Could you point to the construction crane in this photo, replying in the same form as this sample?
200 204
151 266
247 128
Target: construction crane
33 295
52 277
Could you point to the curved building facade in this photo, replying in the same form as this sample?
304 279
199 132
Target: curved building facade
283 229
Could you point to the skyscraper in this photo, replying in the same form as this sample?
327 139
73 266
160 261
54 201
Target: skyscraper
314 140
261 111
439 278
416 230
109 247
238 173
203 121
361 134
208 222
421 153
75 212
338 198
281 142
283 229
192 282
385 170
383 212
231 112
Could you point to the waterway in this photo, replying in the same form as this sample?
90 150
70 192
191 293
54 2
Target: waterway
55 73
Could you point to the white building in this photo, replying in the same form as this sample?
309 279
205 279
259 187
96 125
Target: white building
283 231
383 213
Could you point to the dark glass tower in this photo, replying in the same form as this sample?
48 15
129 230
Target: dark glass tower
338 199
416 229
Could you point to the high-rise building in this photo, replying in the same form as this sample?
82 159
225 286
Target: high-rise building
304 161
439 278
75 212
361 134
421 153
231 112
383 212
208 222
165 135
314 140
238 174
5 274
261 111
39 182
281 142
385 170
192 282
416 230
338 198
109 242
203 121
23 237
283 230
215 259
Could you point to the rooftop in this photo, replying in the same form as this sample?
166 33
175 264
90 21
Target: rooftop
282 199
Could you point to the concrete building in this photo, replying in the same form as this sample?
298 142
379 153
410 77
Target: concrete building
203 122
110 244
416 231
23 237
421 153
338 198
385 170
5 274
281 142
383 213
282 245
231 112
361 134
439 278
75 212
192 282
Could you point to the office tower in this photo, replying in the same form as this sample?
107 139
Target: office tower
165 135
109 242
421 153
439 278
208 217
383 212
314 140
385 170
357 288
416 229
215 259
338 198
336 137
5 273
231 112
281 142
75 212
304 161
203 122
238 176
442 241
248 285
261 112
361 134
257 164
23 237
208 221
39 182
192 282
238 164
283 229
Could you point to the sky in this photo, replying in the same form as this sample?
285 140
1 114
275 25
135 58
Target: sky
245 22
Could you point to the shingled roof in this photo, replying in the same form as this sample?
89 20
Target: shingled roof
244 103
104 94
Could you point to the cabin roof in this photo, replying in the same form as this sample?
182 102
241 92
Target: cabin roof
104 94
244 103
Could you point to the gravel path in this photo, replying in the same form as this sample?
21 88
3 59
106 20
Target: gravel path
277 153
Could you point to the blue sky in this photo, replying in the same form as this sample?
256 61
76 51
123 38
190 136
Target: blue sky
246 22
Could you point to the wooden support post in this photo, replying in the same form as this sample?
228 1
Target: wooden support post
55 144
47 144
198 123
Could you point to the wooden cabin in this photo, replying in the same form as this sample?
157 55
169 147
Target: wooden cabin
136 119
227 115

## EXERCISE TASK
Write the whole listing out again. Keep every line exactly as it is.

## RESULT BELOW
Could you point to the construction crane in this photo, replying in the same form as this sample?
200 204
151 266
247 128
Target: construction crane
33 295
52 277
Could you point to the curved building facade in this photo, replying in the same form as this sample?
304 279
199 132
Target: curved building facade
283 229
Could you point to the skyscraper in this photo, replying in the same form as this sample?
327 139
73 266
160 261
54 201
Target: skyscraper
314 140
261 111
439 278
416 230
109 247
238 173
203 121
361 134
208 222
421 153
75 212
338 198
281 142
283 229
192 282
385 170
383 212
231 112
Could you point to the waterway in this photo, replying in the same form as this sample?
90 150
70 192
191 293
54 2
Target: waterway
55 73
Could you point to the white building in this photo, replying in the same form as this sample?
309 279
205 279
259 187
96 125
Target: white building
283 231
383 213
Could you point to the dark glass tower in this photo, replying in the same form as this sample?
48 15
129 230
Target: dark glass tower
338 199
416 229
Could you point to the high-rise building in this photo, replying in the same form as this sample?
82 159
225 286
Target: high-rise building
304 161
439 278
75 212
361 134
421 153
231 112
383 212
208 222
165 135
314 140
238 174
5 274
261 111
39 182
281 142
385 170
192 282
416 230
338 198
109 242
203 121
23 237
283 230
215 259
Could you point to the rooftop in this photo, replying in the same form as this sample?
166 33
175 264
90 21
Target: rooftop
282 199
Could you point to the concrete building in this photo, replying in the same form as this sample?
298 142
379 153
410 77
Target: concrete building
203 122
110 244
416 231
23 237
421 153
338 198
385 170
5 274
281 142
383 213
282 245
231 112
361 134
439 278
75 212
192 282
Could you point to the office tower in this photo, replying in the same form as this sample?
107 139
Target: office tower
165 135
109 242
421 153
439 278
208 217
383 212
314 140
385 170
357 288
416 229
215 259
338 198
336 137
5 273
231 112
281 142
75 212
304 161
203 122
238 176
442 241
248 285
261 112
361 134
257 164
23 237
208 221
39 182
192 282
238 164
283 229
Could you point to the sky in this photo, replying in the same form as this sample?
285 140
1 114
275 25
135 58
Target: sky
245 22
Could you point to the shingled roof in this photo, replying in the same form as this sample?
89 20
Target: shingled roof
244 103
104 94
Could you point to the cabin roof in this photo, replying in the same form as this sample?
182 102
241 92
Target: cabin roof
104 94
244 103
Could you point to the gravel path in this photo, replying in the same form as this sample?
21 88
3 59
106 20
Target: gravel path
277 153
Could you point to the blue sky in this photo, replying in the same form as this sample?
256 61
76 51
123 38
190 136
Target: blue sky
246 22
Could you point to the wooden support post in this photo, replying in the same form as this sample?
228 1
Target: wooden support post
55 144
47 144
198 123
Could you point to the wooden cabin in this photo, replying in the same form as this sample?
157 55
169 147
Target: wooden cabin
136 119
227 115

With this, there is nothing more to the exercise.